* **WRITTEN PROBLEM**
Everything in the listing should be restated word for word.

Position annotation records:
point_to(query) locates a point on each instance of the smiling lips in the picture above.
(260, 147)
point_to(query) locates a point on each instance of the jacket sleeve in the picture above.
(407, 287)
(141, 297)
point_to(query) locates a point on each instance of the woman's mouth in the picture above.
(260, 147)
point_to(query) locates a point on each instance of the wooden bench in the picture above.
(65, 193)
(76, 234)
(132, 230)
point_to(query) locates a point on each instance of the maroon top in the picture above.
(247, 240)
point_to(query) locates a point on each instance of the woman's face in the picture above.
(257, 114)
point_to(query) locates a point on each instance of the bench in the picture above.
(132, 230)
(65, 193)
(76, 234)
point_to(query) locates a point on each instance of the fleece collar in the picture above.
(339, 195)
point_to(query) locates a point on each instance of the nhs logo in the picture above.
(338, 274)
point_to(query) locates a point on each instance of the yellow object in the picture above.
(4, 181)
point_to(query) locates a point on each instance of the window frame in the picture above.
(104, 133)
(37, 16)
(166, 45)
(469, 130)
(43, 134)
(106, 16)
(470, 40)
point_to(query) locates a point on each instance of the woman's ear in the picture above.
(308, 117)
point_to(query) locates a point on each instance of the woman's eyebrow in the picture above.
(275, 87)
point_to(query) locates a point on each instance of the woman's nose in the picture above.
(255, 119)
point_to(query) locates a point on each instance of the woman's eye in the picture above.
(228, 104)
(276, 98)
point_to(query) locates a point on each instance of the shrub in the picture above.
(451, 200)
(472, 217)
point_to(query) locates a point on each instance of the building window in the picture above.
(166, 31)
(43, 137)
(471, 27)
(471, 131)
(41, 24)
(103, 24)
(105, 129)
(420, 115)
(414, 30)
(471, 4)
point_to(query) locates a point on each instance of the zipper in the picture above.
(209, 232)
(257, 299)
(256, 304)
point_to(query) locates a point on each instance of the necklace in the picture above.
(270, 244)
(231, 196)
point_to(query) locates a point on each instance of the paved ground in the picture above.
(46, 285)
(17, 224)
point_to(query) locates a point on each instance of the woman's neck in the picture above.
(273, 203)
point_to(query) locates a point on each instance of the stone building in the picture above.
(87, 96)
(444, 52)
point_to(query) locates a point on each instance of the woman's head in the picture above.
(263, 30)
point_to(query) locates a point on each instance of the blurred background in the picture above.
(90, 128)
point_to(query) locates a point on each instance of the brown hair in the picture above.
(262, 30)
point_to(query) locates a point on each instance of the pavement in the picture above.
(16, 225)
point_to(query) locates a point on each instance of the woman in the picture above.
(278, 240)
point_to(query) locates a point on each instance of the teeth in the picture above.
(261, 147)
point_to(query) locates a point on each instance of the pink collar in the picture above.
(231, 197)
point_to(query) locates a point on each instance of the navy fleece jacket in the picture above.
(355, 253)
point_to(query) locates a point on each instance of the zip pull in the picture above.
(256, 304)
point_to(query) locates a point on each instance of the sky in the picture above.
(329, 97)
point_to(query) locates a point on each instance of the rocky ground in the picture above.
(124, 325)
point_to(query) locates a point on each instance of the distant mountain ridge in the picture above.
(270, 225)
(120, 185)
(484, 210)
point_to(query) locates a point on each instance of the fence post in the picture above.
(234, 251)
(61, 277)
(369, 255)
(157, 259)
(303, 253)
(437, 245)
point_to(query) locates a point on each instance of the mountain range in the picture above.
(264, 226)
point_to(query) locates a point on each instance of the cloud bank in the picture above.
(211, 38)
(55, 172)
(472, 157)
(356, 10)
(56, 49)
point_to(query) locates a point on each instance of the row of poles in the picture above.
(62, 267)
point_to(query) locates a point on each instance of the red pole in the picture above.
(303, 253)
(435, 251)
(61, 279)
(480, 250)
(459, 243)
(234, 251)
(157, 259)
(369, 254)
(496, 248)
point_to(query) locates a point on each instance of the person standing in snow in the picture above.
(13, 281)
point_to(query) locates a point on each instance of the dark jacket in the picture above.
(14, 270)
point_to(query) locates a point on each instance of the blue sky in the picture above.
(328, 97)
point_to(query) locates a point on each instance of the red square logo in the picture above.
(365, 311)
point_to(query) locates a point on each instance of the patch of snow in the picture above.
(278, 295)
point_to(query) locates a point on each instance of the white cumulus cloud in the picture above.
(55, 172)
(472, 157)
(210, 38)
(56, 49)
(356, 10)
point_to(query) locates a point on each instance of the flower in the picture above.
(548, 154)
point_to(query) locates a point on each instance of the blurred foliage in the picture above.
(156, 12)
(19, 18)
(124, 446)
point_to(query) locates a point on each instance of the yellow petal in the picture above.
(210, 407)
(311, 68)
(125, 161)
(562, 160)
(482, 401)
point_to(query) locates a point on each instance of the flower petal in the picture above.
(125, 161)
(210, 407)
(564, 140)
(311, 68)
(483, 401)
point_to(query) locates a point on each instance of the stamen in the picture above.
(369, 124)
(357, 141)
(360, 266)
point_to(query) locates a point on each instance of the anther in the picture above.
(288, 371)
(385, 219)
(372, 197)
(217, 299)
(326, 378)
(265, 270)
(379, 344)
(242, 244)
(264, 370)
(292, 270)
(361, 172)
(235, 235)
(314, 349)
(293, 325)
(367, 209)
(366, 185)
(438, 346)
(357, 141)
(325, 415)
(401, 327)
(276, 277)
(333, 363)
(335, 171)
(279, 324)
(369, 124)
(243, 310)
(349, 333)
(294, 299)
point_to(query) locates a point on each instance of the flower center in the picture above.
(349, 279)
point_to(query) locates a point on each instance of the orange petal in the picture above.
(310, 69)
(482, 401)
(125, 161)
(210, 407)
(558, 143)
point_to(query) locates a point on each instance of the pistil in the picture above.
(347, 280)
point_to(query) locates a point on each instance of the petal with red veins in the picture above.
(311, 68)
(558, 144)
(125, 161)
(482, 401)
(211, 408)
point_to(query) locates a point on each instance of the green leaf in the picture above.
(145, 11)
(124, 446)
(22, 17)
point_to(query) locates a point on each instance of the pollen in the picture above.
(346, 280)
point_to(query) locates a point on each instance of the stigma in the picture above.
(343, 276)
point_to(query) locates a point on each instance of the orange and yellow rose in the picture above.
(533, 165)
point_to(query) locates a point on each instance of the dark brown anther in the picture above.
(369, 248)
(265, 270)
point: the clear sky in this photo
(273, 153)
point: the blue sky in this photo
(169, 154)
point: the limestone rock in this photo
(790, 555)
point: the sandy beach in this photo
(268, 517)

* **SOLUTION BELOW**
point_to(query) locates a point on each instance of the smiling lips in the picture above.
(260, 147)
point_to(query) locates a point on each instance of the jacket sleeve in the picture above.
(407, 287)
(141, 297)
point_to(query) locates a point on each instance of the woman's mouth in the picture above.
(260, 147)
point_to(query) locates a point on each instance of the wooden bench in the picture above.
(65, 193)
(76, 234)
(132, 230)
point_to(query) locates a point on each instance of the maroon top in the picture above.
(247, 240)
point_to(query) locates a point on each instance of the woman's face in the picture above.
(257, 114)
point_to(query) locates a point on each instance of the bench in the picture above.
(132, 230)
(65, 193)
(76, 234)
point_to(query) locates a point on each instance of the fleece collar in the picture above.
(339, 195)
point_to(query) locates a point on each instance of the nhs logo in the picture above.
(338, 274)
point_to(query) locates a point on each instance of the yellow object in the picture above.
(4, 181)
point_to(query) locates a point on each instance of the window frame in the picture above.
(104, 133)
(37, 16)
(166, 45)
(469, 130)
(43, 134)
(106, 16)
(470, 40)
point_to(query) locates a point on each instance of the woman's ear in the picture above.
(308, 117)
point_to(query) locates a point on each instance of the woman's eyebrow in the picture above.
(275, 87)
point_to(query) locates a point on each instance of the woman's nose in the picture above.
(255, 119)
point_to(query) locates a point on each instance of the woman's eye in the picture above.
(228, 104)
(276, 98)
point_to(query) locates a point on each instance of the shrub in the picture above.
(451, 200)
(472, 217)
point_to(query) locates a point on each instance of the building window in the picture above.
(166, 31)
(43, 137)
(471, 27)
(471, 131)
(41, 24)
(103, 24)
(105, 129)
(420, 115)
(414, 30)
(471, 4)
point_to(query) locates a point on each instance of the zipper in the picture above.
(209, 232)
(257, 299)
(256, 304)
point_to(query) locates a point on each instance of the necklace in the picture above.
(270, 244)
(231, 196)
point_to(query) locates a point on each instance of the paved ground in the picture above.
(46, 285)
(17, 224)
point_to(query) locates a point on each instance of the woman's neck in the picture above.
(273, 203)
point_to(query) locates a point on each instance of the stone building in the picture above.
(87, 96)
(444, 52)
point_to(query) locates a point on each instance of the woman's head in the picture above.
(263, 30)
point_to(query) locates a point on each instance of the blurred background in the picture above.
(90, 128)
point_to(query) locates a point on each instance of the brown hair in the picture above.
(262, 30)
point_to(query) locates a point on each instance of the pavement in the picture above.
(16, 225)
point_to(query) locates a point on each instance of the woman in the picture above.
(278, 240)
point_to(query) locates a point on each instance of the teeth in the picture above.
(261, 147)
point_to(query) locates a point on each instance of the pink collar in the picture above.
(231, 197)
point_to(query) locates a point on each instance of the navy fleece jacket in the picture above.
(355, 253)
point_to(query) locates a point on each instance of the zip pull in the picture above.
(256, 304)
point_to(query) locates a point on each instance of the sky in the picture above.
(329, 97)
point_to(query) locates a point on each instance of the rocky ground in the picture above.
(124, 325)
point_to(query) locates a point on each instance of the distant mountain ridge in the picture above.
(270, 225)
(120, 185)
(484, 210)
point_to(query) locates a point on each instance of the fence post in the picture above.
(234, 251)
(61, 277)
(369, 255)
(157, 259)
(303, 253)
(437, 245)
point_to(query) locates a point on each instance of the mountain range in the picture above.
(264, 226)
point_to(query) locates a point on each instance of the cloud bank in the picture above.
(211, 38)
(55, 172)
(472, 157)
(356, 10)
(56, 49)
point_to(query) locates a point on each instance of the row of poles in the picture above.
(62, 267)
point_to(query) locates a point on each instance of the red pole in the picture above.
(303, 253)
(435, 251)
(61, 279)
(480, 250)
(459, 243)
(234, 251)
(157, 259)
(369, 254)
(496, 248)
point_to(query) locates a point on each instance of the person standing in snow in the picture above.
(13, 281)
point_to(query) locates a point on each instance of the dark jacket in the picture above.
(14, 270)
point_to(query) locates a point on each instance of the blue sky in the picture above.
(328, 97)
point_to(query) locates a point on each instance of the red square logo in the picture above.
(365, 311)
point_to(query) locates a point on each instance of the patch of snow in the picture above.
(278, 295)
point_to(query) locates a point on each instance of the white cumulus cloud in the picture above.
(55, 172)
(472, 157)
(210, 38)
(56, 49)
(356, 10)
point_to(query) locates a point on each instance of the flower in the picture above.
(548, 154)
point_to(query) locates a point on each instance of the blurred foliage in the picture above.
(156, 12)
(19, 18)
(124, 446)
point_to(query) locates a point on each instance of the yellow petal in the picture above.
(210, 407)
(311, 68)
(125, 161)
(562, 160)
(482, 401)
point_to(query) locates a point on each instance of the flower petal in the picture above.
(125, 161)
(210, 407)
(564, 140)
(311, 68)
(483, 401)
point_to(query) locates a point on each instance of the stamen in the picture above.
(369, 124)
(357, 141)
(360, 266)
point_to(query) locates a point on each instance of the anther in the picture above.
(288, 371)
(385, 219)
(372, 197)
(217, 299)
(326, 378)
(265, 270)
(379, 344)
(242, 244)
(264, 370)
(292, 270)
(361, 172)
(235, 235)
(314, 349)
(293, 325)
(367, 209)
(366, 185)
(438, 346)
(357, 141)
(325, 415)
(401, 327)
(276, 277)
(333, 363)
(335, 171)
(279, 324)
(369, 124)
(243, 310)
(349, 333)
(294, 299)
point_to(query) locates a point on each instance of the flower center in the picture above.
(349, 279)
point_to(query) locates a point on each instance of the orange petal in the picture above.
(310, 69)
(482, 401)
(125, 161)
(210, 407)
(558, 143)
point_to(query) locates a point on each instance of the pistil in the picture above.
(347, 280)
point_to(query) locates a point on each instance of the petal with red veins in the picture above.
(311, 68)
(558, 144)
(125, 161)
(482, 401)
(211, 408)
point_to(query) locates a point on each instance of the green leaf in the picture above.
(145, 11)
(124, 446)
(22, 17)
point_to(query) locates a point on each instance of the pollen in the picture above.
(346, 280)
point_to(query) locates a point on each instance of the stigma in the picture above.
(343, 276)
point_to(query) locates a point on each instance of the orange and yellow rose in the picture above.
(533, 165)
point_to(query) locates a point on each instance of the dark brown anther in the picture above.
(369, 248)
(265, 270)
point: the clear sky in this photo
(273, 153)
point: the blue sky in this photo
(169, 154)
point: the limestone rock in this photo
(790, 555)
point: the sandy beach in this photo
(268, 517)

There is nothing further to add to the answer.